Written problem A: Gather every line of the rows that contains the string "tile", matching case exactly.

Extracted text:
>> start

If you have more than one chainsaw, I would invest in a good digital tach and tune them yourself. They run about $90 but a good tach can save you from a too-lean running saw and burning up a cylinder. I use a TECH-TACH TT-20K, a wireless hand held tach.


----------



## LLigetfa (Jan 13, 2012)

StihlHead said:
			
		

> Den69RS96 said:
> 
> 
> 
> ...


The OP mentioned one minute or two, not hours.  Hard to imagine a coil could heat up in that short a time.



			
				the bull said:
			
		

> i have a stihl ms 250 chainsaw that will start and run fine for a min or two and shuts off and wont start . anyone having this trouble


----------



## StihlHead (Jan 13, 2012)

Yah, in my experience, "the saw runs for a minute or two and dies" are typically impusle line problems, as the gas in the carb is sucked dry and the impulse line does not feed it. That was my point, or I thought... 

The longer run time failures can be several things, such as the heat vapor locking the carbs, ignition modules overheating, etc. The 025/250s have a heat shield between the muffler and the engine that the 210 does not have. They (the 025/250s) get hot. The 1123 line of saws also have the summer/winter flippey thingey between the spark plug and the air filter. You want them in the right position. I tend to leave them in summer mode, as I do not cut much when it is below freezing. Supposedly it helps keep the carb from icing up in winter but I leave my saws in the garage and they are never at outdoor temperatures when I run them in winter. The summer/winter flippy thingey is a loose piece in that line of saws too, so they tend to get lost over time.


----------



## MasterMech (Jan 13, 2012)

Grannyknot said:
			
		

> I'm having similar problems that the OP is having, except mine runs decent for about 10 minutes (smokes a little), starts to get weak, and then shuts down and won't start until the next day.



My money is on ignition for that one.  Impulse line issues would create problems that aren't so... repeatable.  Eventually the coil will crap out completely.  Run the saw until it dies then immediately check for spark.  There be the answer you seek.

>> end

Data extract:

>> start

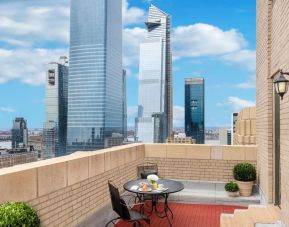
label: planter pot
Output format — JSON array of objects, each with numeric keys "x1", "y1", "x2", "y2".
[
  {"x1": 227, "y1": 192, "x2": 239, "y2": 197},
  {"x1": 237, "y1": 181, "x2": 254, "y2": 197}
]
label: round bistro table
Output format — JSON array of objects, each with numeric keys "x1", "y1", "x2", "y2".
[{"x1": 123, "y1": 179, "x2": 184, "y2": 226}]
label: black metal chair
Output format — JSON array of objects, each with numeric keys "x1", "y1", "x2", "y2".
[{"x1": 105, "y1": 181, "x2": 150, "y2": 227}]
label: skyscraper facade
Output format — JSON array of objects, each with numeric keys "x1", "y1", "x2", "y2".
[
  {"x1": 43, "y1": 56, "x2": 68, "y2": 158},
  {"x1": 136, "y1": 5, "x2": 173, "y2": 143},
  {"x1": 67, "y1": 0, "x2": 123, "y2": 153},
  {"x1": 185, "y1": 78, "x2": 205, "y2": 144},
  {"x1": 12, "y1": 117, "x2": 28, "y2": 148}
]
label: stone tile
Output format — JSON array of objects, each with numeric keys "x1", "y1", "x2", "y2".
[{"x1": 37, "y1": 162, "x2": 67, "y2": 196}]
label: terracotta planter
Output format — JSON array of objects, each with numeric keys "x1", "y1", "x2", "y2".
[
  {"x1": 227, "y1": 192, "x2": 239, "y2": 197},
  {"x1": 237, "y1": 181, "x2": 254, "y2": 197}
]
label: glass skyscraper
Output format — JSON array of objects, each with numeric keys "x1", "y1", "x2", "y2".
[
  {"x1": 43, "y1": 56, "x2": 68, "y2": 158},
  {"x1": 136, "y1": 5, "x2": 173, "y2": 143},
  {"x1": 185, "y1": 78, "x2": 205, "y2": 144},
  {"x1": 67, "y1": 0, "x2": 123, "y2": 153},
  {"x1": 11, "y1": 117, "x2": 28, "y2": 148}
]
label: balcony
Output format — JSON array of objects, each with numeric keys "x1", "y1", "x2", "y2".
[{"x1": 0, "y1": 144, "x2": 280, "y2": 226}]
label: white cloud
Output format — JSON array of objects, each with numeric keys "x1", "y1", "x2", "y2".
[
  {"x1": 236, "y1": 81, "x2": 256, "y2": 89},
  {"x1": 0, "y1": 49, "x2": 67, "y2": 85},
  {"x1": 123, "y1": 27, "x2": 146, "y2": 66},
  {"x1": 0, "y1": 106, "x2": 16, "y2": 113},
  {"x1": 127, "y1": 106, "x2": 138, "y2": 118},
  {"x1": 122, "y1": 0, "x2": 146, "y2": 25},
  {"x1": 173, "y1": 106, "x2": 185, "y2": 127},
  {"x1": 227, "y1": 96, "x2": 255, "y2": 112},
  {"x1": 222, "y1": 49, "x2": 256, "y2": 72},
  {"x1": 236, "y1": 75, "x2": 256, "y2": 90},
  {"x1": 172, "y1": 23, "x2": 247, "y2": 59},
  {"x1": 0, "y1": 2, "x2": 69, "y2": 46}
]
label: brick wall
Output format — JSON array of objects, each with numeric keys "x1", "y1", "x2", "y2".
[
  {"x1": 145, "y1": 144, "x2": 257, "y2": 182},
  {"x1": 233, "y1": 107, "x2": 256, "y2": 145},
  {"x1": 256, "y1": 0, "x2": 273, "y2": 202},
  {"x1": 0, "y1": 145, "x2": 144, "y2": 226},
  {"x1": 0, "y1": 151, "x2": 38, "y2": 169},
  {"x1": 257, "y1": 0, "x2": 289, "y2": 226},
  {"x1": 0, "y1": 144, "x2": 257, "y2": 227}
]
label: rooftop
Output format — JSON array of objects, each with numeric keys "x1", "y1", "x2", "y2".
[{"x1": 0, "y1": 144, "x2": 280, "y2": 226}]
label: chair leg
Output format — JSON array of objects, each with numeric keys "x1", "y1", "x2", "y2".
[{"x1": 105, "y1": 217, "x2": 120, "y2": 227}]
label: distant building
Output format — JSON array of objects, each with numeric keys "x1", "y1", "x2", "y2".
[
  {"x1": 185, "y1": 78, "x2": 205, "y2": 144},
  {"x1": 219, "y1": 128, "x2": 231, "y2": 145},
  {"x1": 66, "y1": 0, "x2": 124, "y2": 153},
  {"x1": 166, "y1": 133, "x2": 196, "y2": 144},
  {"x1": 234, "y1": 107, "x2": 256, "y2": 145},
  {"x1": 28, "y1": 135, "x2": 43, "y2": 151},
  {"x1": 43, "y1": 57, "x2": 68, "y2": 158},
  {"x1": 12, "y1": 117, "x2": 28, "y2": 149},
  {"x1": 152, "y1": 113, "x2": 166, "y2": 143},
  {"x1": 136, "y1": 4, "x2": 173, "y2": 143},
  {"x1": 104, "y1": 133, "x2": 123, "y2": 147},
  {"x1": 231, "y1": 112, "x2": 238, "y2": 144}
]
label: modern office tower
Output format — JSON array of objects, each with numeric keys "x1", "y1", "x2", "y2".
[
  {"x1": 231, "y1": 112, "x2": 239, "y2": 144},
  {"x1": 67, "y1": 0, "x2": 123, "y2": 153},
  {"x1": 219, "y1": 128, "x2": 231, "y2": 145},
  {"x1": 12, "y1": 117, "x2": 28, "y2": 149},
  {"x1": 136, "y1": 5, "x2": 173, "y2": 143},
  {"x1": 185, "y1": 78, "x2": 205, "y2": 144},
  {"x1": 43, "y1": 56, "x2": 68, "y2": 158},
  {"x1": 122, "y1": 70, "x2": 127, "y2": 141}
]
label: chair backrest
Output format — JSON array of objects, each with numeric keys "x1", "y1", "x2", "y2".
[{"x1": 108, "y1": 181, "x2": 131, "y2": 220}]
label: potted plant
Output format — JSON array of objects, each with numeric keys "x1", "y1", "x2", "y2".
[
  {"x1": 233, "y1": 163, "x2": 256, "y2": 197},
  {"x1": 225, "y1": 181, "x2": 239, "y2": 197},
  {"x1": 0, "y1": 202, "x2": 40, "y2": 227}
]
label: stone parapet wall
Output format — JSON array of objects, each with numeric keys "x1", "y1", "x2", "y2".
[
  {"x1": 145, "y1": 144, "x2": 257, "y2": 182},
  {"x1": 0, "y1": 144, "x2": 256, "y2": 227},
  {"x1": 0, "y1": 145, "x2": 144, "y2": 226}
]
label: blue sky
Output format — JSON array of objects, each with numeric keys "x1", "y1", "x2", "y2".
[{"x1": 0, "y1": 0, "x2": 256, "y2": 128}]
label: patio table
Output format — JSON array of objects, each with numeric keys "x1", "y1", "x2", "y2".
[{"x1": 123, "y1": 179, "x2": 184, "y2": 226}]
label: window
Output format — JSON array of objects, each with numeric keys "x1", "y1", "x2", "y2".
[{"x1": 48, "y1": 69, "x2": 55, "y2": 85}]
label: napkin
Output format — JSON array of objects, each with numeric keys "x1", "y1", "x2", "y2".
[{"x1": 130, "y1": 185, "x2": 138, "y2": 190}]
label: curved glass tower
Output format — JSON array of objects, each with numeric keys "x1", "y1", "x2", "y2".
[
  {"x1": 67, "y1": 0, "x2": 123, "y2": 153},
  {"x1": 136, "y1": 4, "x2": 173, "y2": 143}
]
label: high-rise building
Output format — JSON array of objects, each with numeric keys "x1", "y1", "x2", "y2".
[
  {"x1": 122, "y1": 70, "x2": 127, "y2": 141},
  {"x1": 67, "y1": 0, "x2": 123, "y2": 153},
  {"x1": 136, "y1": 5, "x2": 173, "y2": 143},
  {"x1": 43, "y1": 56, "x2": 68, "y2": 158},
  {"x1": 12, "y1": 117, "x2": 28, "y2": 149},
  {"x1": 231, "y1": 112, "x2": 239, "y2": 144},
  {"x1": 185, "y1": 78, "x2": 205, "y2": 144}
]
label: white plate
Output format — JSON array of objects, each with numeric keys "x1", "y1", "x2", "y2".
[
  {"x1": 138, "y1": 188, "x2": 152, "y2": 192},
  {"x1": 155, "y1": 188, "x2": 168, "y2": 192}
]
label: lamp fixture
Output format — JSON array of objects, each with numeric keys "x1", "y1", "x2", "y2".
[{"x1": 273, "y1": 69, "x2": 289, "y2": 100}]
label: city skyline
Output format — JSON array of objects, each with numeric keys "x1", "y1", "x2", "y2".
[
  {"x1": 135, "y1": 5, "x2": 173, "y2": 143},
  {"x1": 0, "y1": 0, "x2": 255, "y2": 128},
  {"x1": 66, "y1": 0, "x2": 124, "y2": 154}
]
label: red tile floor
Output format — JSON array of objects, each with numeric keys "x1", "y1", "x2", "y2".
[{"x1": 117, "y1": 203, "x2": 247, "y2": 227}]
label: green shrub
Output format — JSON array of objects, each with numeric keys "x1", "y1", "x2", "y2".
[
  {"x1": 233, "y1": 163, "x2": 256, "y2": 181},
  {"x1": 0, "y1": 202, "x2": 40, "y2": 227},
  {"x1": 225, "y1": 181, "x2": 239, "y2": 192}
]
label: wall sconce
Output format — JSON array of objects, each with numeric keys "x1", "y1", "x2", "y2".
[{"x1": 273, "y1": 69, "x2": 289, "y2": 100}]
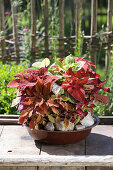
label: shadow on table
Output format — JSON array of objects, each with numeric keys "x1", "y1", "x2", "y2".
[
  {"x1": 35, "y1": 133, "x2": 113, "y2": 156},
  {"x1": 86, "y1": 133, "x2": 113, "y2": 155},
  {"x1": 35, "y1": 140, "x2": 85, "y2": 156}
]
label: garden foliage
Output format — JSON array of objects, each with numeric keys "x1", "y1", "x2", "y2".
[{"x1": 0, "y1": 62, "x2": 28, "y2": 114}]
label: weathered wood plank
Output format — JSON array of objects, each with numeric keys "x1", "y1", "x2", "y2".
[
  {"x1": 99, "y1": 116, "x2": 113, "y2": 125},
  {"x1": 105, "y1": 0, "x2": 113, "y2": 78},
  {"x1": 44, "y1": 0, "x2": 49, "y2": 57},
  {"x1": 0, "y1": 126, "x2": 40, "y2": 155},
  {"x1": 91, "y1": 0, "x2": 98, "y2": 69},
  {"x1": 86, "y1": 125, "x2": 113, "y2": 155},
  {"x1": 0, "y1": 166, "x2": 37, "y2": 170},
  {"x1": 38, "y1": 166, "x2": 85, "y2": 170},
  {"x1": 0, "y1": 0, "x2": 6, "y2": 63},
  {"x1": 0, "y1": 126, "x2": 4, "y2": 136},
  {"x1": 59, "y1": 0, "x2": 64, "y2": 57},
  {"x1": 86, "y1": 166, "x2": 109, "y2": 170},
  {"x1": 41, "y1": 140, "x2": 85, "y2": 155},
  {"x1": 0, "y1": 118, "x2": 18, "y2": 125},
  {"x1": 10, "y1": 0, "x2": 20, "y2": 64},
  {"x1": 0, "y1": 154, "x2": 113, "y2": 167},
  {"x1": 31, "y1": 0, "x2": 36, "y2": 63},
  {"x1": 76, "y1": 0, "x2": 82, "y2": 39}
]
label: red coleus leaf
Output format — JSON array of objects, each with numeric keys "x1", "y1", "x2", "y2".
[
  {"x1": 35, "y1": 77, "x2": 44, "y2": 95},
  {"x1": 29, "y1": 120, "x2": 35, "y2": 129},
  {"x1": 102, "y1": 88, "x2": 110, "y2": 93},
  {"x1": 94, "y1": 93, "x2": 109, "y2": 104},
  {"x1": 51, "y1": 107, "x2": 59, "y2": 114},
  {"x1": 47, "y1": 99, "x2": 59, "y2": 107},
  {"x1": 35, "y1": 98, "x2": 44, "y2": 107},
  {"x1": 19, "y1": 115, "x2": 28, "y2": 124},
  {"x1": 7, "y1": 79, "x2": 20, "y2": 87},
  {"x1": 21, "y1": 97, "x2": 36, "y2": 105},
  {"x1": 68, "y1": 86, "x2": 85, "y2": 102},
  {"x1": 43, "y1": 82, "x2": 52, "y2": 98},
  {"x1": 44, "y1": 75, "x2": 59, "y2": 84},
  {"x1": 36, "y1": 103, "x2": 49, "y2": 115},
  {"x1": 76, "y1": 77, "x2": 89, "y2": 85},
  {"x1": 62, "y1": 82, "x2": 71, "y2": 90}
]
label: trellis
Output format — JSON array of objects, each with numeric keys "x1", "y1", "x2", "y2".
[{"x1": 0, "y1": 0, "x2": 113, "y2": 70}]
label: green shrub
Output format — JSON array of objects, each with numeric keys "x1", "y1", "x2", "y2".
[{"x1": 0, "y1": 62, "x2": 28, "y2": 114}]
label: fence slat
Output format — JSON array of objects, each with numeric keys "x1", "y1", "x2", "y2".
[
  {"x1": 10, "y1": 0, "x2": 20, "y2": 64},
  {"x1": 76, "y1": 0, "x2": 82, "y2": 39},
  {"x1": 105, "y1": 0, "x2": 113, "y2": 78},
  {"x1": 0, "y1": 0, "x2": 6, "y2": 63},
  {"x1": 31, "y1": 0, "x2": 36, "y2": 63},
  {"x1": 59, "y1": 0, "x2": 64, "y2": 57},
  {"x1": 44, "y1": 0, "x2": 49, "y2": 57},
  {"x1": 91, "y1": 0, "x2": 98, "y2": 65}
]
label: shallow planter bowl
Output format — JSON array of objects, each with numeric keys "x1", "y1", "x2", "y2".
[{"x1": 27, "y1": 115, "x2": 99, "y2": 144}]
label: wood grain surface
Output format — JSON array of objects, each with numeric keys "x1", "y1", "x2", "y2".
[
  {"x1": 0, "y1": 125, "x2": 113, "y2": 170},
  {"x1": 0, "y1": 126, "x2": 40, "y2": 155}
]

>> end

Written problem B:
Answer these questions from the chainsaw thread:
(i) About how much does a good digital tach cost, according to the first post?
(ii) Which saws have a heat shield between the muffler and the engine that the 210 does not have?
(iii) For about how many minutes does Grannyknot's saw run decently before it starts to get weak?

Final result A:
label: stone tile
label: red tile floor

Final result B:
(i) About $90.
(ii) The 025/250s.
(iii) About 10 minutes.